# WHAT THE EXERCISE ASKS
In the text on porphyrias, write out word for word the part that begins with the words containing "Porphyrias are metabolic" and ends with "with proper treatment.".
--- DOCUMENT EXTRACT Enclosed Below ---
Porphyrias are metabolic disorders that affect the biosynthesis of heme (a component of hemoglobin) and cause excessive production and excretion of porphyrins or their precursors. Porphyrins, which are present in all protoplasm, figure prominently in energy storage and use. Classification of porphyrias depends on the site of excessive porphyrin production; they may be erythropoietic (erythroid cells in bone marrow), hepatic (in the liver), or erythrohepatic (in bone marrow and liver). (See Types of porphyria.) An acute episode of intermittent hepatic porphyria may cause fatal respiratory paralysis. In the other forms of porphyrias, the prognosis is good with proper treatment.
Porphyrias are inherited as autosomal dominant traits, except for Günther’s disease (autosomal recessive trait) and toxic-acquired porphyria (usually from the ingestion of or exposure to lead). Menstruation commonly precipitates acute porphyria in premenopausal women.
Signs and symptoms
Porphyrias are generally marked by photosensitivity, acute abdominal pain, and neuropathy. Hepatic porphyrias may produce a complex syndrome marked by distinct neurologic and hepatic dysfunction:
Neurologic signs and symptoms include chronic brain syndrome, peripheral neuropathy and autonomic effects, tachycardia, labile hypertension, severe colicky lower abdominal pain, and constipation.
During an acute attack, fever, leukocytosis, and fluid and electrolyte imbalance may occur.
Structural hepatic effects include fatty infiltration of the liver, hepatic siderosis, and focal hepatocellular necrosis.
Skin lesions may cause itching and burning, erythema, and altered pigmentation and edema in areas exposed to light. Some chronic skin changes include milia (white papules on the dorsal aspects of the hands) and hirsutism on the upper cheeks and periorbital areas.
--- End of Enclosed DOCUMENT EXTRACT ---
--- STORED DATA Enclosed Below ---
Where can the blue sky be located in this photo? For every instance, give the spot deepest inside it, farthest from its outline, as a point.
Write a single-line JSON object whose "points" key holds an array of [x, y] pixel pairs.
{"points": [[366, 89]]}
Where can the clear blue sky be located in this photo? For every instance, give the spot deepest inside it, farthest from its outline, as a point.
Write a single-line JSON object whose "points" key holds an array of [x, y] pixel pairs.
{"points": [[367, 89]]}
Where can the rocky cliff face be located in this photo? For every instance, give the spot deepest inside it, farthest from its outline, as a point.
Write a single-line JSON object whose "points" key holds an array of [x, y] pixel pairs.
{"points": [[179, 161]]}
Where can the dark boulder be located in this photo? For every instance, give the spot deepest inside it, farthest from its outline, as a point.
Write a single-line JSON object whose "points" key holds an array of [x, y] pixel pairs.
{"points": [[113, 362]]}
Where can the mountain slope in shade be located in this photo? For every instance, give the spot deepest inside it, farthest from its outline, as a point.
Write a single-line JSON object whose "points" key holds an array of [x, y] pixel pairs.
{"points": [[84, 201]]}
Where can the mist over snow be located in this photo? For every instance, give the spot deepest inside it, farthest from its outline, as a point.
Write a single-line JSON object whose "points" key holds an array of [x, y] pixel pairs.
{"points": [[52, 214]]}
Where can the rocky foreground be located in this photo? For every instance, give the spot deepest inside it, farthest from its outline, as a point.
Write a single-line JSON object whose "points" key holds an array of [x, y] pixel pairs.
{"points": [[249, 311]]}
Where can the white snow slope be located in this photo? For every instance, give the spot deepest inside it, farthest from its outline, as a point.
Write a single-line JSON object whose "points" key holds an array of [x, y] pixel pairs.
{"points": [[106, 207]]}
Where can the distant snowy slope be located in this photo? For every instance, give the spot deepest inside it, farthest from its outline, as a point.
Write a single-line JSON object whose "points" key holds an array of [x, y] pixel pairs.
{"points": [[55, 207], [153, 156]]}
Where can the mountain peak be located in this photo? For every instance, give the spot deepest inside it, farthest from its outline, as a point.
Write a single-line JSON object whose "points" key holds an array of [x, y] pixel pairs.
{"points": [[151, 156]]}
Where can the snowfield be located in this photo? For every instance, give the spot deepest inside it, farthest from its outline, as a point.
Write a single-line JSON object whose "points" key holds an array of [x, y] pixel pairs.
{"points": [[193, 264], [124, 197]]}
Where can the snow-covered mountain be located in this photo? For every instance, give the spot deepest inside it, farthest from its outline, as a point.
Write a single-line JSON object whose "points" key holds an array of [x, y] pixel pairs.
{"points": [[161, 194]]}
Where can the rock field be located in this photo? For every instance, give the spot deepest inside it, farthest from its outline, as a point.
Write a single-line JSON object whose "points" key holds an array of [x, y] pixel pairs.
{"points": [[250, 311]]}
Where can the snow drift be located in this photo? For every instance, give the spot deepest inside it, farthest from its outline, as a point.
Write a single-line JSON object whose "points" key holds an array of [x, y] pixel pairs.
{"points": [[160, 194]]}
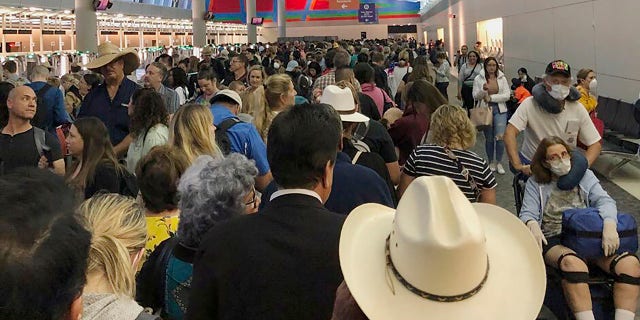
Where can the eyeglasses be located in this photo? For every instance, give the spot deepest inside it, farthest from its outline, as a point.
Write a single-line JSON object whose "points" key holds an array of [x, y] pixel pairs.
{"points": [[557, 157], [254, 200]]}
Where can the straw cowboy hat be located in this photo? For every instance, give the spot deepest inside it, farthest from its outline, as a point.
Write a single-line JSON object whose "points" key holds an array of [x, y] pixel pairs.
{"points": [[206, 51], [341, 99], [440, 257], [108, 52]]}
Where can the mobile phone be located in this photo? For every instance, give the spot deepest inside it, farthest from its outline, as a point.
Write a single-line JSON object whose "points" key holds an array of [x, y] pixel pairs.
{"points": [[46, 152]]}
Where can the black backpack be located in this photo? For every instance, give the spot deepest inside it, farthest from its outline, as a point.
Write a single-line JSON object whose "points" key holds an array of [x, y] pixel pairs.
{"points": [[303, 86], [41, 107], [222, 137]]}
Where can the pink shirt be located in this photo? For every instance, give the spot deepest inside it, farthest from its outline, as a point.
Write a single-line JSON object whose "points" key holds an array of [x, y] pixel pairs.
{"points": [[378, 96]]}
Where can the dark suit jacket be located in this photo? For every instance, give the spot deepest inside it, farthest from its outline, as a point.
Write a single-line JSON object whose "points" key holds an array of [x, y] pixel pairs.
{"points": [[279, 264]]}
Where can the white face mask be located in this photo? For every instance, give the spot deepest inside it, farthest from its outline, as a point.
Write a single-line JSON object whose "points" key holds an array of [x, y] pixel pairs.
{"points": [[560, 167], [593, 86], [559, 91]]}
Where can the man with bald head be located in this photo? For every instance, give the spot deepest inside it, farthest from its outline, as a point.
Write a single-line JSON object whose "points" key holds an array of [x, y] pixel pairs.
{"points": [[21, 143]]}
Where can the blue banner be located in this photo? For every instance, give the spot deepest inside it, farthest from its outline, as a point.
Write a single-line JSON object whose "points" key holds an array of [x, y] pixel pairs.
{"points": [[368, 13]]}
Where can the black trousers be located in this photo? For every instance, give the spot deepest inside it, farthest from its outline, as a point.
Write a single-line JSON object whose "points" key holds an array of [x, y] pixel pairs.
{"points": [[467, 97]]}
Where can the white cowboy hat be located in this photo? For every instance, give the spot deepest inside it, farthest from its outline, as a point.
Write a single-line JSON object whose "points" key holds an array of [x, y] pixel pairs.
{"points": [[108, 52], [229, 94], [342, 100], [437, 247]]}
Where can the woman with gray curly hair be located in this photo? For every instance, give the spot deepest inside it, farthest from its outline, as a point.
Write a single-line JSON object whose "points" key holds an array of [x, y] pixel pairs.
{"points": [[211, 191]]}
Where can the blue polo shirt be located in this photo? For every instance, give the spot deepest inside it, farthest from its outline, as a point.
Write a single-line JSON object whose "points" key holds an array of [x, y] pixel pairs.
{"points": [[244, 138], [56, 112], [353, 185], [112, 112]]}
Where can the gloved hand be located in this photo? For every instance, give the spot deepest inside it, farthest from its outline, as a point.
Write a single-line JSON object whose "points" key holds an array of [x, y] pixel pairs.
{"points": [[534, 227], [610, 239]]}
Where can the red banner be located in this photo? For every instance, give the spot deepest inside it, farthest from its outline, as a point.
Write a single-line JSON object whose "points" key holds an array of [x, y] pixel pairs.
{"points": [[344, 4]]}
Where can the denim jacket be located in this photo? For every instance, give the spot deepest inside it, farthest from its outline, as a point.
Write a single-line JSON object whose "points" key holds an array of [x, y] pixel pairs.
{"points": [[536, 197]]}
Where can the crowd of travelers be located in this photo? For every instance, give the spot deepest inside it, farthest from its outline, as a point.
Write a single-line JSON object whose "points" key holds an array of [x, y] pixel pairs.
{"points": [[297, 181]]}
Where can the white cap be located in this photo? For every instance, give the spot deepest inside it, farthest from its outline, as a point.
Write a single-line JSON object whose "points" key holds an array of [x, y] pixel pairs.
{"points": [[230, 94], [342, 100]]}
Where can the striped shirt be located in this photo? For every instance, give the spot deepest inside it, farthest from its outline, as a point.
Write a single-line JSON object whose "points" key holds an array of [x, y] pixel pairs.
{"points": [[432, 160]]}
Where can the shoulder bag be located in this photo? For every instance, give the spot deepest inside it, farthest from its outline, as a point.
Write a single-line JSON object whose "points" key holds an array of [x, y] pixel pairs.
{"points": [[481, 115], [465, 172]]}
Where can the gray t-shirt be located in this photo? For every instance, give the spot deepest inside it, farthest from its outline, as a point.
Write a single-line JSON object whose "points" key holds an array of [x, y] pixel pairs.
{"points": [[559, 201]]}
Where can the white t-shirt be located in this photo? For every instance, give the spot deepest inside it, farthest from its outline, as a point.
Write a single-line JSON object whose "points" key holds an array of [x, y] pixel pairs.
{"points": [[573, 122], [183, 94]]}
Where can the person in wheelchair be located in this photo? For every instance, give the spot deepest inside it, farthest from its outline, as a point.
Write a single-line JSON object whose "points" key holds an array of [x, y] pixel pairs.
{"points": [[542, 209]]}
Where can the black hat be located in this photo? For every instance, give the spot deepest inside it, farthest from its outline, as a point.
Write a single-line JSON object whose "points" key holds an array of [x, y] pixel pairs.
{"points": [[558, 67]]}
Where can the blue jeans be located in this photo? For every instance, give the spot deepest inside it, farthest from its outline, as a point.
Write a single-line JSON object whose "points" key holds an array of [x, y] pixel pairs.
{"points": [[494, 135]]}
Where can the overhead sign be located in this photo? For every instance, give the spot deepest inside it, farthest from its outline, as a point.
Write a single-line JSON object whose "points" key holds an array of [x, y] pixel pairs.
{"points": [[367, 13], [343, 4]]}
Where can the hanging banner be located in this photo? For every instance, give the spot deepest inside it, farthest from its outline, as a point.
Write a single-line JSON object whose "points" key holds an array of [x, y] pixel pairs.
{"points": [[343, 4], [367, 13]]}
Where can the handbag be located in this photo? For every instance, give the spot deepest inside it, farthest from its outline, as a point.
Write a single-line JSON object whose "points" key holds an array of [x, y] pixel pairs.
{"points": [[582, 232], [481, 115], [465, 173]]}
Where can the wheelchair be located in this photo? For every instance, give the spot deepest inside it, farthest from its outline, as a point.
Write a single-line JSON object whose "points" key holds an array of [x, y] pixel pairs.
{"points": [[600, 283]]}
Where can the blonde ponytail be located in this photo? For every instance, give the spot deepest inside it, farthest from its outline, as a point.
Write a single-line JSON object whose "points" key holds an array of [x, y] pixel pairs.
{"points": [[119, 230]]}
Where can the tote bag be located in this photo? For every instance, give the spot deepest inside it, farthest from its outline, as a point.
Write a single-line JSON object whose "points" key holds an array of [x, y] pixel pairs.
{"points": [[481, 115]]}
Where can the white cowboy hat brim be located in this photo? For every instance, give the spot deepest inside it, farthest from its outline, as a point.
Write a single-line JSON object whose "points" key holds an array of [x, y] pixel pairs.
{"points": [[514, 289], [354, 117], [131, 61]]}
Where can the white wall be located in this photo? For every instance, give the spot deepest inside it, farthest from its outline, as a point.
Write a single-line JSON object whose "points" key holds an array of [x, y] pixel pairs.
{"points": [[596, 34]]}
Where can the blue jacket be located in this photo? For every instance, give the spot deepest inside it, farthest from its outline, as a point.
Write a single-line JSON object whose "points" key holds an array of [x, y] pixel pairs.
{"points": [[244, 138], [56, 113], [536, 197]]}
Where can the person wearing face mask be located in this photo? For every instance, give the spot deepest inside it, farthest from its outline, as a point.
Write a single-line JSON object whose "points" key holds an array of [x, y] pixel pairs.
{"points": [[542, 209], [526, 80], [553, 110], [587, 85]]}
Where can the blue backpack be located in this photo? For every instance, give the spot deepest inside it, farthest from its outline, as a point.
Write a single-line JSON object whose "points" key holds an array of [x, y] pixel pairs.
--- End of Enclosed STORED DATA ---
# PROBLEM SOLUTION
Porphyrias are metabolic disorders that affect the biosynthesis of heme (a component of hemoglobin) and cause excessive production and excretion of porphyrins or their precursors. Porphyrins, which are present in all protoplasm, figure prominently in energy storage and use. Classification of porphyrias depends on the site of excessive porphyrin production; they may be erythropoietic (erythroid cells in bone marrow), hepatic (in the liver), or erythrohepatic (in bone marrow and liver). (See Types of porphyria.) An acute episode of intermittent hepatic porphyria may cause fatal respiratory paralysis. In the other forms of porphyrias, the prognosis is good with proper treatment.